### STORED DATA:
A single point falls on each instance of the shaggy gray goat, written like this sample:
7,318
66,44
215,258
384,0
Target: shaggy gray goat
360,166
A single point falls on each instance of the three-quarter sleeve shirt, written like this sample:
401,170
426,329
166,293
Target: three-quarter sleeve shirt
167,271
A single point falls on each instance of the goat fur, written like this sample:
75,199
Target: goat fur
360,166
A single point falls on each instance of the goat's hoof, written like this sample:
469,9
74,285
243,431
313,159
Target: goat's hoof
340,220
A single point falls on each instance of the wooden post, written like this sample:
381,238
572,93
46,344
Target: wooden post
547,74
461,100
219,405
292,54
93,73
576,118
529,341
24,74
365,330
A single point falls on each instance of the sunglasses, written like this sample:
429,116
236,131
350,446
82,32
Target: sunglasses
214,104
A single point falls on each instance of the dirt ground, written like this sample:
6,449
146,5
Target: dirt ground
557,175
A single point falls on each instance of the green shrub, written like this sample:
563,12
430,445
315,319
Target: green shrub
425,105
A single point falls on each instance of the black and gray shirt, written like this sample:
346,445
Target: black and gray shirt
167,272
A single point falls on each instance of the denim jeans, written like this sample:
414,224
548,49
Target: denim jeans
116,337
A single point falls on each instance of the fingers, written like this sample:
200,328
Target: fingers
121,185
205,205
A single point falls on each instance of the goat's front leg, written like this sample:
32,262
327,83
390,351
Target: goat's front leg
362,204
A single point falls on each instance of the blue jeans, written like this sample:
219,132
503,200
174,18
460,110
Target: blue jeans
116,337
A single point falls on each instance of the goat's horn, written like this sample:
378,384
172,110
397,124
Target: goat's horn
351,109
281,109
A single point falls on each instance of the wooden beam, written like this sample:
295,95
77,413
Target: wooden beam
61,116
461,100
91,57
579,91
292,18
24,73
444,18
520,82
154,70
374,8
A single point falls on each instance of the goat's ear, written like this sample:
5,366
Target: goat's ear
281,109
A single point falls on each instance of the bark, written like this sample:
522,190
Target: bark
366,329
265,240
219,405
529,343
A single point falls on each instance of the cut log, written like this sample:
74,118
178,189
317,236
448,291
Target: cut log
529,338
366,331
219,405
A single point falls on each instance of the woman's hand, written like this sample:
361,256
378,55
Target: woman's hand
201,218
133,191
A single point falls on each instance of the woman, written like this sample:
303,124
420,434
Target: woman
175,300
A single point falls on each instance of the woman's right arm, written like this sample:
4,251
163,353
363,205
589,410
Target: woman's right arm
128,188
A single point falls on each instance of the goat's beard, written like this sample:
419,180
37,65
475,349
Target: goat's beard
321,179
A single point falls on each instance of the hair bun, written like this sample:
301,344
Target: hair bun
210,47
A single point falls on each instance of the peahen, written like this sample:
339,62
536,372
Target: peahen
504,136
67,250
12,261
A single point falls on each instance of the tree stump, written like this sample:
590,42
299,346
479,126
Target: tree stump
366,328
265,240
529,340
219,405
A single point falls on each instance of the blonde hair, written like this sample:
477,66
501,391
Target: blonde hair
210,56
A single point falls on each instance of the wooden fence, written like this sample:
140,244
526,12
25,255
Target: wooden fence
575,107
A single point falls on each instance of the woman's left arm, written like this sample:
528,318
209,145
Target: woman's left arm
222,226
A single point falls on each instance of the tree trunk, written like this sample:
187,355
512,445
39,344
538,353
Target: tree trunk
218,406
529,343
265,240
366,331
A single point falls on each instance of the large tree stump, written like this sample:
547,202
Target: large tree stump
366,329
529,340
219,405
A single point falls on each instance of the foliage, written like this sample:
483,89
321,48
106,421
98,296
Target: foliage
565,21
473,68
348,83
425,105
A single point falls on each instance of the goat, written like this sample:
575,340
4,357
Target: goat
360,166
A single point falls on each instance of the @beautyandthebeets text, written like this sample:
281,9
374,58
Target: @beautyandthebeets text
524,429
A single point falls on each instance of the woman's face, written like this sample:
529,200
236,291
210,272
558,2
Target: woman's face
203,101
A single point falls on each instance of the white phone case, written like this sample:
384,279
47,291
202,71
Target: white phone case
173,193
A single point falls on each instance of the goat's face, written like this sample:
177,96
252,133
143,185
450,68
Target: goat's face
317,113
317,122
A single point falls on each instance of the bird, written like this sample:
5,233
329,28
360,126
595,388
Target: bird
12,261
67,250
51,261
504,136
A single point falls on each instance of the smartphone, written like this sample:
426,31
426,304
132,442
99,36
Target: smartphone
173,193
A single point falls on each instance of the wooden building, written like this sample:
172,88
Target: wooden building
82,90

### ASSIGNMENT:
Print the data word for word.

### EXERCISE SOLUTION:
A single point falls on each instance of the shaggy gray goat, written like this sample:
7,318
66,44
215,258
384,0
Target: shaggy gray goat
360,166
A single point falls on each instance of the three-quarter sleeve shirt, written like this sample:
401,170
426,329
166,293
Target: three-quarter sleeve shirt
167,271
A single point falls on each instance of the goat fur, written like this sample:
75,199
Target: goat fur
360,166
A single point falls on each instance of the goat's hoof, written like this sample:
469,9
74,285
243,431
313,159
Target: goat's hoof
340,220
A single point falls on each instance of the wooden post, written like this sample:
381,238
572,93
46,344
Target: wooden post
547,74
461,100
219,405
292,54
93,73
576,118
529,341
24,74
365,330
A single point falls on each instance of the sunglasses, written like this sample:
429,116
236,131
350,446
82,32
Target: sunglasses
214,104
A single point falls on each instance of the dirt ground, written like this sample:
6,449
146,5
Target: dirt ground
557,175
A single point falls on each instance of the green shrub, written like this sample:
563,12
430,445
315,319
Target: green shrub
425,105
A single point falls on each instance of the black and gray shirt, written like this sample:
346,445
Target: black and gray shirt
167,272
A single point falls on each instance of the denim jeans, written like this sample:
414,224
548,49
Target: denim jeans
116,337
A single point falls on each instance of the fingers, written like this sample:
200,328
Target: fingers
121,185
205,205
A single point falls on each instance of the goat's front leg, written like this sample:
32,262
327,83
390,351
Target: goat's front leg
362,204
A single point falls on each instance of the blue jeans, written like this sample:
219,132
503,200
174,18
460,110
Target: blue jeans
116,337
A single point falls on each instance of the goat's horn, written like this sample:
378,384
172,110
397,124
Target: goat's horn
351,109
281,109
A single point falls on each instance of the wooden beam, written like this sample:
295,95
77,413
Target: wooden beam
61,116
461,100
91,57
579,91
292,18
24,73
444,18
520,82
154,70
374,8
A single point falls on each instance of the goat's ear, written like this sample:
5,366
Target: goat's ear
281,109
A single point falls on each instance of the bark, written like this sample:
522,190
Target: bark
366,329
265,240
219,405
529,343
A single point falls on each instance of the cut log, written like this sample:
74,118
178,189
317,236
448,291
Target: cut log
529,338
366,331
219,405
A single point falls on each instance of the woman's hand, written like this sample:
361,256
378,55
Target: woman's hand
201,218
133,191
A single point falls on each instance of the woman, written like this sample:
303,124
420,434
Target: woman
175,300
A single point falls on each instance of the woman's right arm, written like this sample:
4,251
163,353
363,205
589,410
Target: woman's right arm
128,188
A single point falls on each instance of the goat's beard, written like this sample:
419,180
37,65
475,349
Target: goat's beard
321,179
A single point falls on each instance of the hair bun, written like this sample:
301,344
Target: hair bun
210,47
A single point falls on each instance of the peahen, written like this sample:
339,62
536,372
Target: peahen
504,136
67,250
12,261
A single point falls on each instance of the tree stump, written like this sample:
590,42
299,346
479,126
Target: tree stump
366,328
265,240
529,340
219,405
A single point falls on each instance of the blonde hair, written like this sample:
477,66
501,391
Target: blonde hair
210,56
A single point falls on each instance of the wooden fence, written like this sample:
140,244
526,12
25,255
Target: wooden fence
575,107
A single point falls on each instance of the woman's left arm, written like this sample:
528,318
209,145
Target: woman's left arm
222,226
A single point falls on each instance of the tree trunk, written like this sample:
187,355
512,445
39,344
538,353
Target: tree trunk
218,406
529,343
265,240
366,331
A single point falls on each instance of the large tree stump, written like this sample:
547,202
Target: large tree stump
366,329
529,340
219,405
A single point falls on each instance of the foliage, written like this sample:
483,89
321,48
106,421
98,296
Target: foliage
565,21
473,68
348,83
425,105
A single point falls on each instance of the goat, written like this sample:
575,340
4,357
Target: goat
360,166
A single point falls on each instance of the @beautyandthebeets text, written like this sample:
281,9
374,58
Target: @beautyandthebeets text
524,429
A single point falls on each instance of the woman's face, written like this sample:
529,200
236,291
210,272
558,2
Target: woman's face
203,101
A single point falls on each instance of the white phone case, written like this sample:
384,279
47,291
202,71
Target: white phone case
173,193
A single point falls on each instance of the goat's face, written like this sample:
177,96
252,133
143,185
450,68
Target: goat's face
317,113
317,122
A single point falls on each instance of the bird, written like this sample:
5,233
329,28
360,126
595,388
Target: bird
12,261
67,250
51,261
504,136
A single point falls on each instance of the smartphone, written like this sample:
426,31
426,304
132,442
99,36
Target: smartphone
173,193
A single point falls on each instance of the wooden building, written like this sample:
172,88
Target: wooden building
82,90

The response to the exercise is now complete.